### ACTIONS TO TAKE
a. In the tutorial on integrating Snowflake with Dagster, what are the two ways to authenticate with Snowflake?
b. Translate this sentence from the Snowflake and Dagster tutorial into Spanish: "A resource allows you to directly run SQL queries against tables within an asset's compute function."
c. Extend the tutorial on integrating Snowflake with Dagster, picking up after its final sentence.
··· QUOTED PASSAGE ···
Ask AI

You are viewing an unreleased or outdated version of the documentation

Integrating Snowflake with Dagster using resources#

This tutorial focuses on how to store and load Dagster's asset definitions in Snowflake by using Dagster's SnowflakeResource. A resource allows you to directly run SQL queries against tables within an asset's compute function.

By the end of the tutorial, you will:

  • Configure a Snowflake resource
  • Use the Snowflake resource to execute a SQL query that creates a table
  • Load Snowflake tables in downstream assets
  • Add the assets and Snowflake resource to a Definitions object

Prefer to use an I/O manager? Unlike resources, an I/O manager transfers the responsibility of storing and loading DataFrames as Snowflake tables to Dagster. Refer to the Snowlake I/O manager guide for more info.


Prerequisites#

To complete this tutorial, you'll need:

  • To install the following libraries:

    pip install dagster dagster-snowflake pandas
    
  • To gather the following information, which is required to use the Snowflake resource:

    • Snowflake account name: You can find this by logging into Snowflake and getting the account name from the URL:

    • Snowflake credentials: You can authenticate with Snowflake two ways: with a username and password or with a username and private key.
··· DATASET EXTRACT ···
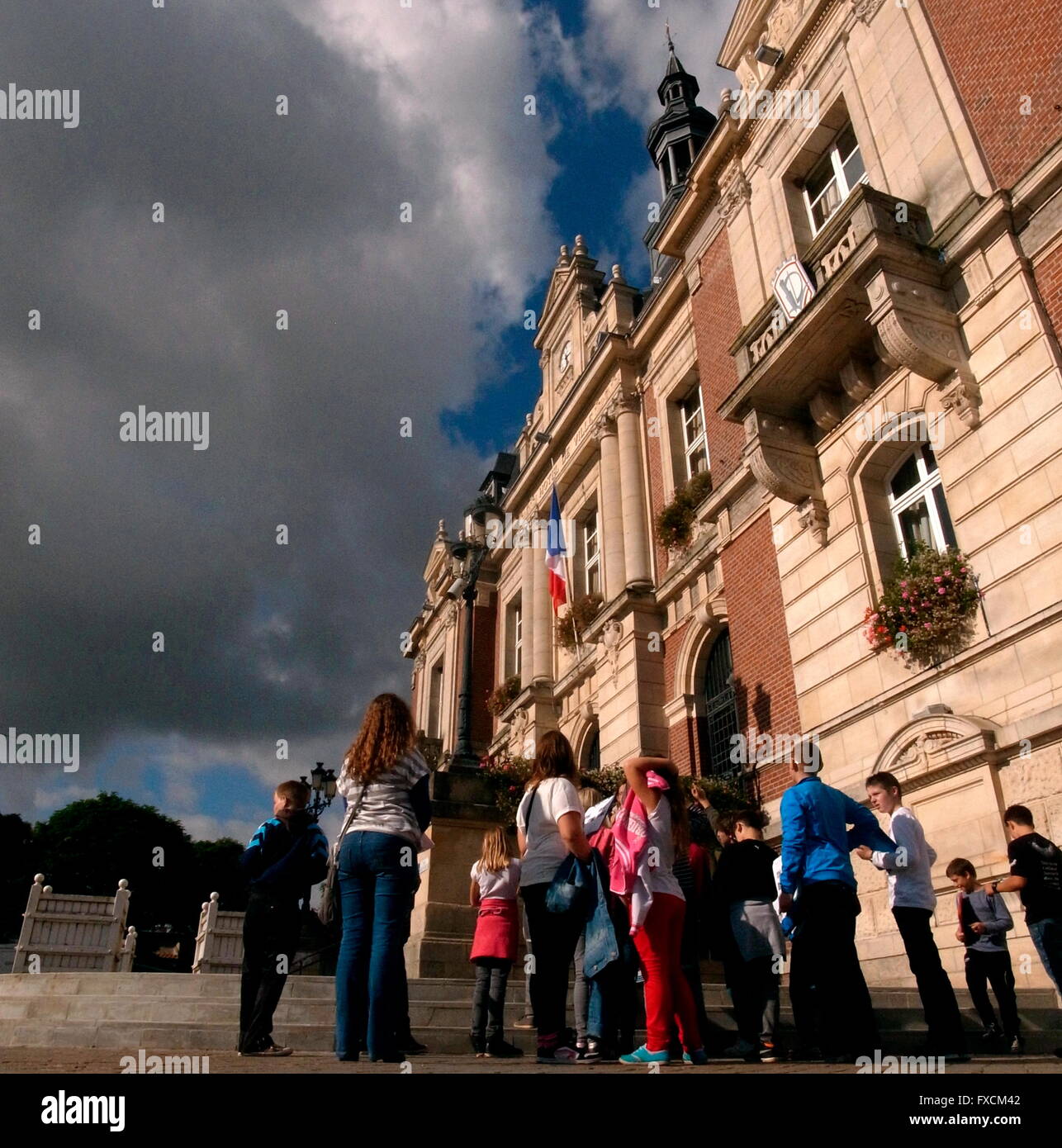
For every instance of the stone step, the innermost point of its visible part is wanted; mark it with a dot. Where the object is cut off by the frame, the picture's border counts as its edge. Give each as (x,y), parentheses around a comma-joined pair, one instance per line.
(227,985)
···
### PER-TASK ANSWERS
a. With a username and password, or with a username and private key.

b. Un recurso le permite ejecutar directamente consultas SQL sobre tablas dentro de la función de cómputo de un activo.

c.
      The Snowflake resource can read these authentication values from environment variables. In this guide, we use password authentication and store the username and password as SNOWFLAKE_USER and SNOWFLAKE_PASSWORD, respectively:

      export SNOWFLAKE_USER=<your username>
      export SNOWFLAKE_PASSWORD=<your password>
      

      Refer to the Using environment variables and secrets guide for more info.

      For more information on authenticating with a private key, see Authenticating with a private key in the Snowflake reference guide.


Step 1: Configure the Snowflake resource#

To connect to Snowflake, we'll use the dagster-snowflake SnowflakeResource. The SnowflakeResource requires some configuration:

  • The account and user values are required.
  • One method of authentication is required, either by using a password or a private key.
  • Optional: Using the warehouse, schema, and role attributes, you can specify where data should be stored and a role for the resource to use.
from dagster_snowflake import SnowflakeResource
from snowflake.connector.pandas_tools import write_pandas

from dagster import Definitions, EnvVar, MaterializeResult, asset

snowflake = SnowflakeResource(
    account=EnvVar("SNOWFLAKE_ACCOUNT"),  # required
    user=EnvVar("SNOWFLAKE_USER"),  # required
    password=EnvVar("SNOWFLAKE_PASSWORD"),  # password or private key required
    warehouse="PLANTS",
    schema="IRIS",
    role="WRITER",
)

With this configuration, if you materialized an asset named iris_dataset, SnowflakeResource would use the role WRITER and store the data in the FLOWERS.IRIS.IRIS_DATASET table using the PLANTS warehouse.

For more info about each of the configuration values, refer to the SnowflakeResource API documentation.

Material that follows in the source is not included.